Exercise - Can you reproduce the tremor security text from "The tremor project" to "of the software.", swapping "security risks" for "security threats"?

Text -
──────────────────────────────
The tremor project follows strict coding practices that help to reduce the incidence, surface and likelihood of direct or indirect security risks to users of the software.

Specifically:

  • Tremor favors safe over unsafe rust code.
    • Safe code is generally considered the better option
    • Unless, performance critical concerns on the hot path suggest otherwise
    • Over time, unsafe code should be displaced with safe code
  • Tremor is conservative on matters of code health.
    • Clippy is pedantic mode is mandated for all rust code
    • Property based testing, model-based testing and fuzz-testing are used
    • Additional audits for code quality are in force
  • Static analysis
    • Tremor analyses external library dependencies for all direct and indirect dependencies
    • Tremor logs and reports all LICENSE, CVE and other violations both in our CI code and using other tools
    • Additional dynamic and static analysis methods can be added to broaden/deepen coverage

Non Recommendation

We do not recommend running tremor outside of corporate firewalls at this time.

Although every care is taken to ensure there are no security flaws within the code-base tremor, to date, has been designed with deployment in secure, well-defended environments with active intrusion detection and defenses run by security professionals.

Recommendation

We do recommend running tremor in secured environments following the best practices of the organization and deployment platform. For example, the security blueprints for deploying secure services to Amazon's infrastructure should be followed when deploying to AWS. The security blueprints for the Google Cloud Platform should be followed when deploying to GCP.

Where tremor is deployed into bespoke bare metal data centers, tremor should be treated as software that is not secure in and of itself. A secured environment should be provided for it to run within.
──────────────────────────────
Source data

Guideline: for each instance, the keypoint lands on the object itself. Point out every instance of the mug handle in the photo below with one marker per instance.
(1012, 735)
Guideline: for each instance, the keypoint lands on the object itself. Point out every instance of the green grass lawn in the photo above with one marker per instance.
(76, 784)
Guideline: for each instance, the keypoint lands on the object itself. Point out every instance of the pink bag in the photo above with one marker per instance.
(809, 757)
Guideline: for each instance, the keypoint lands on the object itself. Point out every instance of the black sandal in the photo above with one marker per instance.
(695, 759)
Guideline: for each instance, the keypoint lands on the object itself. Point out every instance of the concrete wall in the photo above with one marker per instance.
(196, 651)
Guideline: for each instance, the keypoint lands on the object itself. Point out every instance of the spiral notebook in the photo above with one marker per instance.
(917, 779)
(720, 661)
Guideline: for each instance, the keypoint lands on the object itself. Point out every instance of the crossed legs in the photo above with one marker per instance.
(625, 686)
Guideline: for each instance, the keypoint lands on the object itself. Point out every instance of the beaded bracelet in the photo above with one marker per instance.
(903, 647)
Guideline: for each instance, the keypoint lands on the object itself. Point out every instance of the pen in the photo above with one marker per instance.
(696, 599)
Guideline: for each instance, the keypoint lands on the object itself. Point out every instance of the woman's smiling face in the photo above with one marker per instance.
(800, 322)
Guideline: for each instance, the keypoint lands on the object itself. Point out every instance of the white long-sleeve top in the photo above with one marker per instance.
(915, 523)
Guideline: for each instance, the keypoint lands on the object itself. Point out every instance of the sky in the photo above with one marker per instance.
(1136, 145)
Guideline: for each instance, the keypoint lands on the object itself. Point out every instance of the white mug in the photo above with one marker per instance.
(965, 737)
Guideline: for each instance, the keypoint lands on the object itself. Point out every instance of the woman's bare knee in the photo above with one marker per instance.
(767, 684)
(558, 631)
──────────────────────────────
Result for this exercise -
The tremor project follows strict coding practices that help to reduce the incidence, surface and likelihood of direct or indirect security threats to users of the software.